======== Textabschnitt ========

Damit ist die Frage, wie ein Grundeinkommen in einem bestimmten Land – oder einer größeren Gemeinschaft wie Europa – finanziert werden soll, natürlich längst nicht beantwortet. Je nach vorgesehener Höhe und ergänzenden Vorstellungen würde ein Grundeinkommen ein Drittel bis zur Hälfte des Brutto-Sozialprodukts – all dessen was an Gütern und Leistungen zur Verfügung steht - in Anspruch nehmen. Grundeinkommen heißt, dass das laufend erarbeitete Einkommen anders verteilt werden muss. Allerdings wird bereits heute ein großer Teil des BSP über Steuern und Sozialabgaben umverteilt.
Da Grundeinkommen in erster Linie jenen zugute kommen würde, die heute zu wenig haben, würde zusätzliche Kaufkraft in den Konsum vor allem von Grundbedarfsgütern fließen und könnte damit zu einem gewissen Wachstum dieses Sektors führen.
Grundeinkommen soll dazu beitragen, das bestehende System gerechter zu machen, den Sozialstaat weiterzuentwickeln, um den Herausforderungen des Wandels der Arbeitswelt und der Globalisierung zu entsprechen. Grundeinkommen soll dazu dienen, Armut zu vermeiden, Flexibilität und selbstbestimmte Arbeit zu ermöglichen.

========

Liste der Aufgaben -
A. Welchen Anteil des Brutto-Sozialprodukts würde ein Grundeinkommen laut dem Abschnitt über das Grundeinkommen in Anspruch nehmen?
B. Knüpfen Sie an den letzten Satz des Abschnitts über das Grundeinkommen an und schreiben Sie den Abschnitt weiter.

======== Bereitgestellte Daten ========

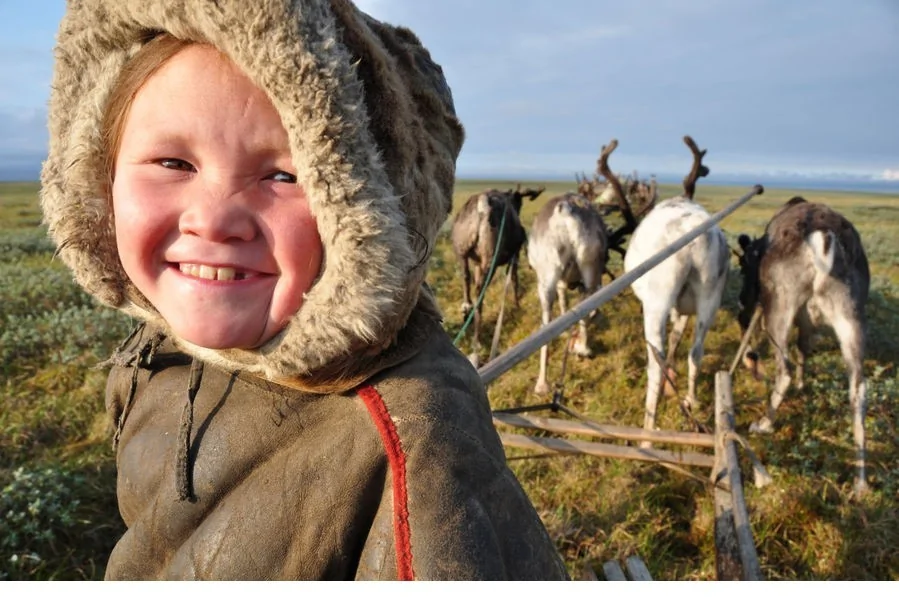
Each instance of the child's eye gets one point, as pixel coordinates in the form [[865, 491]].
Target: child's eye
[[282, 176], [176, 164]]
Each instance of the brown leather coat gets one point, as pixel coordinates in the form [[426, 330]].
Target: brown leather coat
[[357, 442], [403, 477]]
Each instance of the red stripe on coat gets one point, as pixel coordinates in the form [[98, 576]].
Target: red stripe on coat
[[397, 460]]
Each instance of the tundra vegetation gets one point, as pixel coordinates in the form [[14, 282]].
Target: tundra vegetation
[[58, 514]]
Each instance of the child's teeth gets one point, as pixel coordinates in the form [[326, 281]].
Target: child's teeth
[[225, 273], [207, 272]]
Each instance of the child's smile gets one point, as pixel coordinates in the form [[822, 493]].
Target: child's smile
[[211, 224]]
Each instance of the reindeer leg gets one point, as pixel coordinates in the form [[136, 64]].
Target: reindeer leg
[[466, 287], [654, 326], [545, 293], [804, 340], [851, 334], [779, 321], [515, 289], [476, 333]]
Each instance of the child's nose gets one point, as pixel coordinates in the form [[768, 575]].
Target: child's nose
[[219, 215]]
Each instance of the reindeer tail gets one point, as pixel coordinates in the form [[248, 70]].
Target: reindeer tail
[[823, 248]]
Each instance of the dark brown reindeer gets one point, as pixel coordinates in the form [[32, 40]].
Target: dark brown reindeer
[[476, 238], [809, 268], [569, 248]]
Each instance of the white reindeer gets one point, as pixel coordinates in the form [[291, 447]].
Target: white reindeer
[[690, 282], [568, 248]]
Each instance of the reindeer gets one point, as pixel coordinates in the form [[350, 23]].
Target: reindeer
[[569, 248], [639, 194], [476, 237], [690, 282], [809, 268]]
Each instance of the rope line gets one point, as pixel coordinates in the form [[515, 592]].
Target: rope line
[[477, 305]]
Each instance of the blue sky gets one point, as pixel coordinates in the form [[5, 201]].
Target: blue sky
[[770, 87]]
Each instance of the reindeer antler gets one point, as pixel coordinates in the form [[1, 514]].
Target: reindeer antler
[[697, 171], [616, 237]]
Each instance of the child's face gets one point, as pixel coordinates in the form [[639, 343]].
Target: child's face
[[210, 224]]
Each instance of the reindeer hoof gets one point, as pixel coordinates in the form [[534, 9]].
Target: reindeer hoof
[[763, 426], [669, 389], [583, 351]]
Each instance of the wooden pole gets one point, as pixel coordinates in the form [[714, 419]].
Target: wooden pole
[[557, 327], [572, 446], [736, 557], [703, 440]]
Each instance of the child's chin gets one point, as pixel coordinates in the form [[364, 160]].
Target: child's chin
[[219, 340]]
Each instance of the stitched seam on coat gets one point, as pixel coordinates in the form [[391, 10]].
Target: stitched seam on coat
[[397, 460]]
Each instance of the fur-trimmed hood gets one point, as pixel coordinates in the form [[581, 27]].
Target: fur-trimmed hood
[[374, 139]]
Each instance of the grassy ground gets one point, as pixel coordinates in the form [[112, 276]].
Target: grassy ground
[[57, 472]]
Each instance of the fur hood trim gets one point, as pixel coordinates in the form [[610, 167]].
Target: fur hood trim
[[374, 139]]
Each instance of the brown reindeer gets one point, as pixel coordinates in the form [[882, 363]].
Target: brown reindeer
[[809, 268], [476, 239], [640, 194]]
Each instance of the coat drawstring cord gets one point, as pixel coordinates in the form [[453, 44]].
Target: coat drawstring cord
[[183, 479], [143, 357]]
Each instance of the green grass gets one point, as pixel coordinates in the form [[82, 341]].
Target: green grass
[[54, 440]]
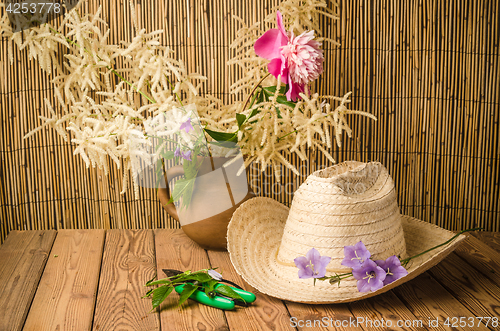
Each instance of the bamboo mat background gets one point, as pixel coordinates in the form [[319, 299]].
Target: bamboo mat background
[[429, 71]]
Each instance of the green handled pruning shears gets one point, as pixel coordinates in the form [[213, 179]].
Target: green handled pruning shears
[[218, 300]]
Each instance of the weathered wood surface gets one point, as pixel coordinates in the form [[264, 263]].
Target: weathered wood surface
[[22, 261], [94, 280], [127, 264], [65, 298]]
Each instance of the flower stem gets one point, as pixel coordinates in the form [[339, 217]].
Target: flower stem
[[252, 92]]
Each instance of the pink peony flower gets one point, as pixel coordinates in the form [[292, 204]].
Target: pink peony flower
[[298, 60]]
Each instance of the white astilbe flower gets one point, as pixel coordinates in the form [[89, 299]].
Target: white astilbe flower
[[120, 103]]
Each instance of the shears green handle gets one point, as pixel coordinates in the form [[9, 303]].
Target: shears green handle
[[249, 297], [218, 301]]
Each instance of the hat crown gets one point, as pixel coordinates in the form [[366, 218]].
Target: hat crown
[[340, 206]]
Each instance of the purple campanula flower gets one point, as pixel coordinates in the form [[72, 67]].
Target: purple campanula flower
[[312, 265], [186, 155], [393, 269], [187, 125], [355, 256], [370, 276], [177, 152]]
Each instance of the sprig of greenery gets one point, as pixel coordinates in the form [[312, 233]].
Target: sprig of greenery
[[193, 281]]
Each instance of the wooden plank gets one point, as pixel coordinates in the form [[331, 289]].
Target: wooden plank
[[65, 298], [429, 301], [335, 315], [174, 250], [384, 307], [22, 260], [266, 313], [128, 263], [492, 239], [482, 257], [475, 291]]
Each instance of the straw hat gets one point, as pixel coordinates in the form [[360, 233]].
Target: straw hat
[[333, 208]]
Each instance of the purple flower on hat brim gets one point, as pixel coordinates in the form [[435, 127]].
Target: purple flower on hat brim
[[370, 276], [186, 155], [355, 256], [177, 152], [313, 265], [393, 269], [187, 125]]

========
======== Bereitgestellte Daten ========

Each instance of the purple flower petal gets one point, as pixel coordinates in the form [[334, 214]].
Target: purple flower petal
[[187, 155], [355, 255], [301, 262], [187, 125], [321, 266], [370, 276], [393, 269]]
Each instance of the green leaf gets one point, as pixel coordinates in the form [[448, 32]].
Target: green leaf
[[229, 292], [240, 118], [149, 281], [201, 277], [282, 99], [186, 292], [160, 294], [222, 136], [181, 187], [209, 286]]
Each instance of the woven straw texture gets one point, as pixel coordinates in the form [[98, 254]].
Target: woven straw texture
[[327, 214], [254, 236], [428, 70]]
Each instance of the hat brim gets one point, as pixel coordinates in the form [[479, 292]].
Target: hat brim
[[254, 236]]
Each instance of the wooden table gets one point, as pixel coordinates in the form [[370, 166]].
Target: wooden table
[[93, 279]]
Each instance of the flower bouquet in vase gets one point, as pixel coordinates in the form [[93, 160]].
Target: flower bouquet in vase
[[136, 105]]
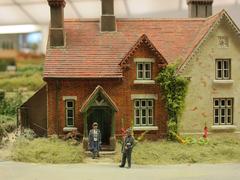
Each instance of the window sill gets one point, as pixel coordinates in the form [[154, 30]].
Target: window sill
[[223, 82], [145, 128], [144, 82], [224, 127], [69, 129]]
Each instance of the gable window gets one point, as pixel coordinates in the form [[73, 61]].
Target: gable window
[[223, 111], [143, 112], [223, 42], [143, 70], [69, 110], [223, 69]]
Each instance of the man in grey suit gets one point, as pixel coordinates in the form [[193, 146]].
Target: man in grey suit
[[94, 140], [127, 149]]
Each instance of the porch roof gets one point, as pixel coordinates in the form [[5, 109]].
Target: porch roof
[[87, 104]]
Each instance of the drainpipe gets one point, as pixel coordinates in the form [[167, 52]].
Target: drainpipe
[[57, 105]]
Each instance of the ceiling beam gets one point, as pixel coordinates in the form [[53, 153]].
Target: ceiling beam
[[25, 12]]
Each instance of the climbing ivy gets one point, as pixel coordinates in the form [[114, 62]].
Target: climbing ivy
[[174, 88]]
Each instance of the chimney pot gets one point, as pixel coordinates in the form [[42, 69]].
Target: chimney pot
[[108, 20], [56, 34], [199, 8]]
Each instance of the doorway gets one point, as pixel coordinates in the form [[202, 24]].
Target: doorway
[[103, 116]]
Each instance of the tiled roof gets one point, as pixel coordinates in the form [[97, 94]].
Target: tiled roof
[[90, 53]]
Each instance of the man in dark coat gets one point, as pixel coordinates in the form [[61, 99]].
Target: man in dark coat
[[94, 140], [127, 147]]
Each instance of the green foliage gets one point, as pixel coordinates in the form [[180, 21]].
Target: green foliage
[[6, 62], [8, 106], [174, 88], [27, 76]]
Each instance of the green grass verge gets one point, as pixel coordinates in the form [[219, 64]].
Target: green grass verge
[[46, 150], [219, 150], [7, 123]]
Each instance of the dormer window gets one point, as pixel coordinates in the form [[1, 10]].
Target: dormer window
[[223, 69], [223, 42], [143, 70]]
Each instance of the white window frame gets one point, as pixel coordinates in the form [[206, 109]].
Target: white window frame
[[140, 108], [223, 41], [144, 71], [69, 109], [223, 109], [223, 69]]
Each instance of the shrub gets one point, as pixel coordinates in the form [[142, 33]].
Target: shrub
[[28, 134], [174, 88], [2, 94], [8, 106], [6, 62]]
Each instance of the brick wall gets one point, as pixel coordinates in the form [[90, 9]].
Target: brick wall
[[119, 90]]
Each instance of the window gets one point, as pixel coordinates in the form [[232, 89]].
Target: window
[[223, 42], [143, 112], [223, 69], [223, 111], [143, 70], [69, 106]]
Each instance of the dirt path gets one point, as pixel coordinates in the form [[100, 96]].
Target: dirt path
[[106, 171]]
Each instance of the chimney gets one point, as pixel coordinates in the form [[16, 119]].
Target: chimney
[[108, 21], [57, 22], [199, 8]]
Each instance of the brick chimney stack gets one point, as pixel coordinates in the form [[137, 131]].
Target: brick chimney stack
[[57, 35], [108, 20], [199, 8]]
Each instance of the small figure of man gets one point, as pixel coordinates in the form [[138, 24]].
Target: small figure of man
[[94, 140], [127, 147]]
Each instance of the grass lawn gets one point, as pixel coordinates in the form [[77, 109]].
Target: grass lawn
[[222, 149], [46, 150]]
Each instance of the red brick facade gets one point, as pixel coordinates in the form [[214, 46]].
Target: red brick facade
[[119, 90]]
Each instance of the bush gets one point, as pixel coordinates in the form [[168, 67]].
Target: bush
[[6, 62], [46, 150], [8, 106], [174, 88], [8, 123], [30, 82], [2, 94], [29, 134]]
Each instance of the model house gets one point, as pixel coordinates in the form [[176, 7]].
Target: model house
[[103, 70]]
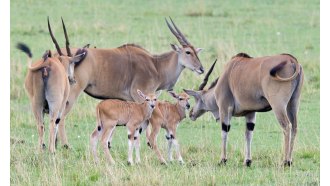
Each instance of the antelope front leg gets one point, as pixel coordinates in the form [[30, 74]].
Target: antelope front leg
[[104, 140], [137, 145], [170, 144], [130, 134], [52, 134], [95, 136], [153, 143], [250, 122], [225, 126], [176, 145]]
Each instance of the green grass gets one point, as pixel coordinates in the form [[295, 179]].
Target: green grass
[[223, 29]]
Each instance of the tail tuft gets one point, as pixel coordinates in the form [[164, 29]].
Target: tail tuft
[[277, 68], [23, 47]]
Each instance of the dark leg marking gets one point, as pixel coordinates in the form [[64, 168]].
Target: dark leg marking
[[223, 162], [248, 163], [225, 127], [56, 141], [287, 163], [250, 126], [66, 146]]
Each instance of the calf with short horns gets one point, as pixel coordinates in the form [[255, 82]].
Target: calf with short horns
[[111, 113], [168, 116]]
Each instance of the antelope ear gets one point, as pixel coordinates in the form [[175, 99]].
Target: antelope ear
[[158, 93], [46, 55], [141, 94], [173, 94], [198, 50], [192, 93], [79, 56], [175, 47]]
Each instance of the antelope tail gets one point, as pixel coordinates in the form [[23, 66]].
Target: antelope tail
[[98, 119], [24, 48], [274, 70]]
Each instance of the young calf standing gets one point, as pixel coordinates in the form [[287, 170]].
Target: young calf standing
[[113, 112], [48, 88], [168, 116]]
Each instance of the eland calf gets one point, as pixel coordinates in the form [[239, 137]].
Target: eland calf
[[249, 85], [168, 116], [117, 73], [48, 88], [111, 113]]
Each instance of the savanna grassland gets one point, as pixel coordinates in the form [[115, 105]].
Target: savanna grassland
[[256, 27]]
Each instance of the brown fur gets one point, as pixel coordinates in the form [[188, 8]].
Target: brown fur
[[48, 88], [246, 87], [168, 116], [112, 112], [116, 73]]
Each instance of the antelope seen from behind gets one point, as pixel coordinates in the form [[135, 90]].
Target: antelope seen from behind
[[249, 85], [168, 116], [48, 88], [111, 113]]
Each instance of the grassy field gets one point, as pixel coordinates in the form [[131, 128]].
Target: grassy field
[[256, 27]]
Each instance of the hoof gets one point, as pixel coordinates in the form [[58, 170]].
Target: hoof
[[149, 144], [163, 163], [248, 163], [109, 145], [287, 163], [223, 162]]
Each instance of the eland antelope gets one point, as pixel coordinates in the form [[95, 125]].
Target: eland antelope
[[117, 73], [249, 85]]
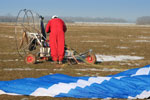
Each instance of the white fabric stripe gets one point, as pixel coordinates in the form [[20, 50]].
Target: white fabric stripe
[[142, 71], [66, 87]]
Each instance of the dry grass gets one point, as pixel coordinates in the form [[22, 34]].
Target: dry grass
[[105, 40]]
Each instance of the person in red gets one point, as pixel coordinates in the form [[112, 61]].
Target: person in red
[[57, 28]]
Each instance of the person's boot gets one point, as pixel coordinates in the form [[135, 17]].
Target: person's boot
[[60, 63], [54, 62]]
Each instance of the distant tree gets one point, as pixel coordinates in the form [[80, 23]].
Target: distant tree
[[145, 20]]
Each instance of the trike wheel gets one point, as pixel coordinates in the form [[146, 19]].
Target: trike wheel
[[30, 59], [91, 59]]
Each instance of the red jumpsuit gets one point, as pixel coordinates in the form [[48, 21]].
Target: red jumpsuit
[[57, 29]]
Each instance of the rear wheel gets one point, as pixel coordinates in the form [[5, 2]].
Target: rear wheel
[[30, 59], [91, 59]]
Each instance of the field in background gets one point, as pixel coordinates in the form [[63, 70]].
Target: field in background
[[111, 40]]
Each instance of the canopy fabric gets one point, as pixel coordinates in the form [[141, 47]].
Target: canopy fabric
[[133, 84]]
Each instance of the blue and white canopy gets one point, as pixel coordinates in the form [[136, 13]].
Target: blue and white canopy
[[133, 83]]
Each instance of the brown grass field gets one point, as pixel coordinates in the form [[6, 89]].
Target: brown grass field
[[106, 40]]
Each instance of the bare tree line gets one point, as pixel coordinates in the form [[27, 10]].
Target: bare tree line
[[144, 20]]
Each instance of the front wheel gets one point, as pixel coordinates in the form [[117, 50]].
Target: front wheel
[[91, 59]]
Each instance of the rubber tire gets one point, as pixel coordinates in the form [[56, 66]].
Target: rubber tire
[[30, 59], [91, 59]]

========
======== Bereitgestellte Daten ========

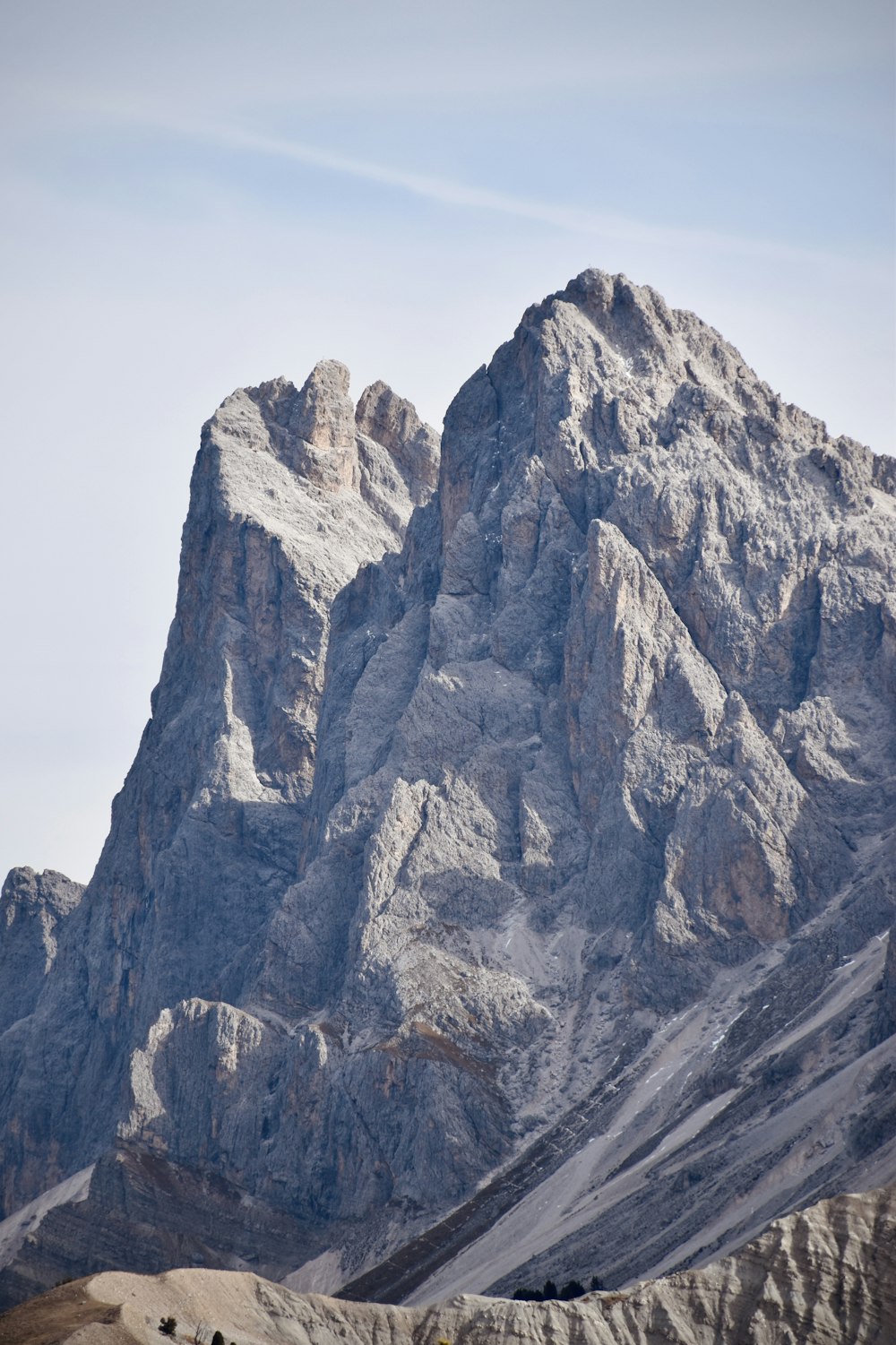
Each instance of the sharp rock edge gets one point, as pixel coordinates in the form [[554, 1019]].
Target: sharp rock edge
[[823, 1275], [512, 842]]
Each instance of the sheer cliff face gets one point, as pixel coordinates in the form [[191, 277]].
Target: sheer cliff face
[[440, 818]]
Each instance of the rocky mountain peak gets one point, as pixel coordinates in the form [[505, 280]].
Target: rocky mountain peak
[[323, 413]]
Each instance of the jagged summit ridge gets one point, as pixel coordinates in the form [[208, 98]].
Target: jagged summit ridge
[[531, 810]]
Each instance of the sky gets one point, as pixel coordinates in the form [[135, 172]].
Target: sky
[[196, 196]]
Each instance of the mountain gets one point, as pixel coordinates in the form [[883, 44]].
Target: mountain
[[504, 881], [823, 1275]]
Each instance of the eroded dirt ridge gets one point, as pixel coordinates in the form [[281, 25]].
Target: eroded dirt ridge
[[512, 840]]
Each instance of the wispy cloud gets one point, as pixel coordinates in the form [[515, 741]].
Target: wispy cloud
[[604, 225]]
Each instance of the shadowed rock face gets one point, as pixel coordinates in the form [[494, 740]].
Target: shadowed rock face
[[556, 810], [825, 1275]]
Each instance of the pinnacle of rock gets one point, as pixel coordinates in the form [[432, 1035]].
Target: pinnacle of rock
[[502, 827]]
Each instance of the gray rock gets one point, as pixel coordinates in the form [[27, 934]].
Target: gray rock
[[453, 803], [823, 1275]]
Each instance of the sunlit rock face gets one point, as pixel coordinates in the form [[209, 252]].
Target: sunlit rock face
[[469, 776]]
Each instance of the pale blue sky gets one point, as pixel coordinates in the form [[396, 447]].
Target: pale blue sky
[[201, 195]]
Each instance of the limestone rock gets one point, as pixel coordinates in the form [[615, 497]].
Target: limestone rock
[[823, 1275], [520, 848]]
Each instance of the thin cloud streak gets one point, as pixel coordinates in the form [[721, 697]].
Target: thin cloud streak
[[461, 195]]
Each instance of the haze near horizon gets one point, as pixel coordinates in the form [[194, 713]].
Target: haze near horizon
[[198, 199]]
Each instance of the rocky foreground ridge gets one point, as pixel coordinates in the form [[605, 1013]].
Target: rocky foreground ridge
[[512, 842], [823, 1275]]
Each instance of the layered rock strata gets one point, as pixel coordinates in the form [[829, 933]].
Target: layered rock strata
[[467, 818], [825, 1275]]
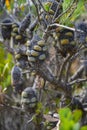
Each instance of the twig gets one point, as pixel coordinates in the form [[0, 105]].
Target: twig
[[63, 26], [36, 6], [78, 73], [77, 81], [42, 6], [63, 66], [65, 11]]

========

Lösungen zur Übung -
A. Je nach vorgesehener Höhe und ergänzenden Vorstellungen ein Drittel bis zur Hälfte des Brutto-Sozialprodukts.

B.
„Die Finanzierung des BGE erfordert einen Umbau des Steuer- und Sozialversicherungssystems“ – dieser Grundsatz (cf. attac Österreich) gilt zumindest für die europäischen Sozialstaaten. Auf dieser Basis gibt es bereits eine große Zahl von mehr oder weniger genau durchgerechneten Vorschlägen für ein Grundeinkommen z.B. in Deutschland, in der Schweiz und auch in Österreich.
Gemeinsame Grundlage all dieser Vorschläge ist die Integration des BGE in die Einkommensteuer. Grundsätzlich bekommt jede Person ein Grundeinkommen; wer zusätzlich Einkommen erzielt, durch Erwerbsarbeit, selbständige Arbeit, eventuell auch Kapitaleinkommen (falls Zinsen etc. nicht anders besteuert werden), bezahlt nach einem progressiven Steuersatz Einkommensteuer, die auf das Grundeinkommen angerechnet wird. Je nach Modell fällt das Grundeinkommen (das als Negativsteuer verstanden werden kann) weg, und (positive) Steuern sind zu bezahlen. Das heißt: Jeder und jede bekommt ein Grundeinkommen, wer mehr verdient zahlt es mit Steuern zurück.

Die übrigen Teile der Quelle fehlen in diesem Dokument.